▶ INSTRUCTIONS TO FOLLOW
Repeat the listing exactly as given, omitting every image.
━━━━━━
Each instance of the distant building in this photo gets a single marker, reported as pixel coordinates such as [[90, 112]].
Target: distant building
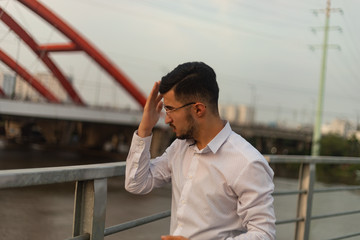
[[237, 114], [340, 127], [16, 87]]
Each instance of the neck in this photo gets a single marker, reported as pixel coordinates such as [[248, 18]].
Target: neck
[[207, 130]]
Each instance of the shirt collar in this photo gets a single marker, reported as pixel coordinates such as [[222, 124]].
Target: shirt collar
[[220, 138]]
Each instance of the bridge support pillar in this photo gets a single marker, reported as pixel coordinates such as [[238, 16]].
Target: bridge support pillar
[[304, 206], [90, 208]]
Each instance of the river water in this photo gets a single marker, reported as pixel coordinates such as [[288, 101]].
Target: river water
[[45, 212]]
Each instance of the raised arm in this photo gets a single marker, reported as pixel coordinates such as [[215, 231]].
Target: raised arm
[[151, 113]]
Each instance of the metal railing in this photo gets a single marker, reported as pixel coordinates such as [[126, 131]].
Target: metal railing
[[91, 194]]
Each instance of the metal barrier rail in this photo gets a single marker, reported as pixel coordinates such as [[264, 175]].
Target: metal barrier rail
[[306, 191], [91, 192]]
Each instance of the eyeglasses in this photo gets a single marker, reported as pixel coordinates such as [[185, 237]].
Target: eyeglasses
[[169, 109]]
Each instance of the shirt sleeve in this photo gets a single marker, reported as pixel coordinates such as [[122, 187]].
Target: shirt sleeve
[[254, 187], [143, 173]]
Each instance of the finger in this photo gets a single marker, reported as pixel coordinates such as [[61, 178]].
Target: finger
[[154, 91]]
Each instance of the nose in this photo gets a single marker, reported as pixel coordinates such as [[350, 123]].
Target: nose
[[168, 119]]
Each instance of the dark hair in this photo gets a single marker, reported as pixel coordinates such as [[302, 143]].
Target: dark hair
[[192, 81]]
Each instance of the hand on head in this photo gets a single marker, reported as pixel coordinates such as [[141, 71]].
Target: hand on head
[[152, 111]]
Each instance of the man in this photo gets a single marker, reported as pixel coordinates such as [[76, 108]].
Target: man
[[221, 185]]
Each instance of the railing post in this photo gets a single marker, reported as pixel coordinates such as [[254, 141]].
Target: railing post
[[304, 206], [90, 208]]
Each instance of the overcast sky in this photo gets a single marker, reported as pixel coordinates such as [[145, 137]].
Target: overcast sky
[[258, 48]]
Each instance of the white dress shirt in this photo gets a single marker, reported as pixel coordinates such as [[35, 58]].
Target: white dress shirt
[[220, 192]]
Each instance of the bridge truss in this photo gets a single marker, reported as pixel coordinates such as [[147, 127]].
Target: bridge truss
[[76, 43]]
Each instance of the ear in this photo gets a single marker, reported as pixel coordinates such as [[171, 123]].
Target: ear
[[200, 109]]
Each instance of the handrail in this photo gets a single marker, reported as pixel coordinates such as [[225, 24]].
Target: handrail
[[91, 189]]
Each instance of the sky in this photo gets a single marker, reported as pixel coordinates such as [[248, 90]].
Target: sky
[[261, 50]]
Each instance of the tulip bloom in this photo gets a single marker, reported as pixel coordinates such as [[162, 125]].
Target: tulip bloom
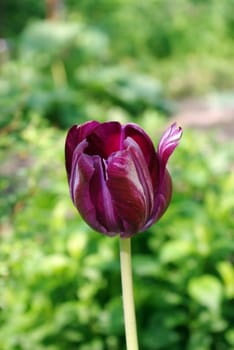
[[118, 181]]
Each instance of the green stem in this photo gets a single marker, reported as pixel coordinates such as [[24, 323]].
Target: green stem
[[127, 291]]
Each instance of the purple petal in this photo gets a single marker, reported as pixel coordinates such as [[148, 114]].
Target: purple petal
[[102, 200], [105, 139], [83, 196], [162, 200], [142, 139], [75, 135], [169, 142], [130, 186]]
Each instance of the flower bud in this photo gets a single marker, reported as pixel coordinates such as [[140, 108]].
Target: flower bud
[[118, 181]]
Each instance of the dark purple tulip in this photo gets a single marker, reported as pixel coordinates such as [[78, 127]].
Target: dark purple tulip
[[118, 181]]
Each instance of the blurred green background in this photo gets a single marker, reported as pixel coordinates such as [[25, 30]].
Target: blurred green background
[[65, 62]]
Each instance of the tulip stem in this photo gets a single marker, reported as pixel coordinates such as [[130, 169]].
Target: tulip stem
[[127, 292]]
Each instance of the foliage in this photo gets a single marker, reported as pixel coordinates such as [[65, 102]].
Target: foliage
[[59, 280]]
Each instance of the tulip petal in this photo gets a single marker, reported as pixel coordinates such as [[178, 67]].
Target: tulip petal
[[169, 142], [106, 139], [162, 200], [142, 139], [75, 135], [83, 197], [101, 198], [130, 186]]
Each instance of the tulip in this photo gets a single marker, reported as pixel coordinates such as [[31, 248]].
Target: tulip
━━━━━━
▶ RESPONSE BOX
Each instance of the distant building in this photo gets a single marker, reported as pixel coordinates such as [[90, 112]].
Target: distant building
[[237, 114], [340, 127], [16, 87]]
Each instance of the neck in this photo gets a single marker, reported as pixel coordinates such as [[248, 18]].
Target: neck
[[207, 130]]
Each instance of the shirt collar in this photo gets a single marker, reported as pixel coordinates such as [[222, 124]].
Target: shirt collar
[[220, 138]]
Each instance of the bridge support pillar in this photo gets a single marker, reported as pixel coordinates such as [[238, 16]].
Target: bridge support pillar
[[304, 206], [90, 208]]
Each instance of the river water in this photo gets a single marker, reported as pixel coordinates such as [[288, 101]].
Target: river water
[[45, 212]]
Each instance of the raised arm in this photo gets a single marker, reported as pixel coordinates such as [[215, 231]].
Target: raised arm
[[151, 113]]
Each instance of the metal railing in this photo gets a single marker, reported as pixel coordinates such as [[126, 131]].
Target: metal railing
[[91, 194]]
Each instance of the metal barrier rail in this photo gets a single marker, reported as pixel coordinates such as [[264, 175]].
Target: metal barrier rail
[[306, 191], [91, 192]]
Each instance of the eyeglasses in this photo gets a single marker, reported as pixel coordinates such as [[185, 237]].
Target: eyeglasses
[[169, 109]]
Each instance of the shirt sleeve in this photo gets a single marker, reported as pixel coordinates such as [[122, 187]].
Target: shirt sleeve
[[254, 187], [143, 173]]
Each instance of the finger in this photo gets a single marker, reported as pixel coordinates such as [[61, 178]].
Target: finger
[[154, 91]]
Each instance of the nose in this photo gets a single marker, reported as pixel coordinates such as [[350, 123]].
Target: nose
[[168, 119]]
Each instance of the dark hair in this photo gets a single marker, reported as pixel coordinates such as [[302, 143]].
Target: dark hair
[[192, 81]]
Each instance of the hand on head in this photo gets a single marker, reported as pixel coordinates such as [[141, 71]].
Target: hand on head
[[152, 111]]
Each instance of the man in this photo gets a single marker, reported as pixel coordinates such as [[76, 108]].
Target: man
[[221, 185]]
Each instance of the railing post in this photo gets a single marker, reported as pixel coordinates such as [[254, 141]].
Target: railing post
[[304, 206], [90, 208]]
Each instance of the overcast sky in this photo gets a single marker, reported as pixel coordinates such as [[145, 137]].
Target: overcast sky
[[258, 48]]
Each instance of the white dress shirt in this photo gets a single marker, reported as pixel coordinates such as [[35, 58]].
Target: white dress shirt
[[220, 192]]
Each instance of the bridge truss in this photo gets a single marker, reported as pixel coordinates such as [[147, 127]].
Target: bridge truss
[[76, 43]]
Each instance of the ear in this photo gets a single marker, reported as pixel coordinates such as [[171, 123]].
Target: ear
[[200, 109]]
Each instance of the handrail in this photo gets a single marker, reported as pixel coordinates such as [[225, 24]].
Target: handrail
[[91, 189]]
Each instance of the sky in this photo gets a single marker, reported as pixel coordinates such as [[248, 90]].
Target: sky
[[261, 50]]
Each instance of the tulip bloom in this photo gets a single marker, reported as pixel coordinates such as [[162, 125]].
Target: tulip bloom
[[118, 181]]
Each instance of the green stem in this photo gets a single marker, reported as pixel coordinates such as [[24, 323]].
Target: green stem
[[127, 291]]
Each instance of the purple petal in this photo gets a single marker, reported as pixel coordinates such as [[148, 114]].
Target: purple petal
[[102, 200], [105, 139], [83, 196], [162, 200], [142, 139], [75, 135], [169, 142], [130, 186]]
Each instance of the flower bud in this photo gets a single marker, reported as pixel coordinates such as [[140, 108]].
Target: flower bud
[[118, 181]]
Each instance of the dark purple tulip in this photo gets a single marker, reported as pixel coordinates such as [[78, 127]].
Target: dark purple tulip
[[118, 181]]
Each instance of the blurred green background in this photo gets a single marker, reported as pixel coordinates such as [[25, 30]].
Target: blurred green background
[[65, 62]]
Each instance of the tulip stem in this photo gets a single marker, reported as pixel coordinates such as [[130, 169]].
Target: tulip stem
[[127, 292]]
Each instance of the foliage in this photo gets a single marker, reported as pixel coordinates such as [[65, 102]].
Target: foliage
[[59, 280]]
Each instance of the tulip petal in this photo gets a single marker, reported as pixel coordinates such as [[178, 67]].
Target: tulip petal
[[169, 142], [106, 139], [162, 200], [142, 139], [75, 135], [83, 197], [101, 198], [130, 186]]
Each instance of the tulip in this photo gets a single marker, reported as pixel coordinates such as [[31, 248]].
Target: tulip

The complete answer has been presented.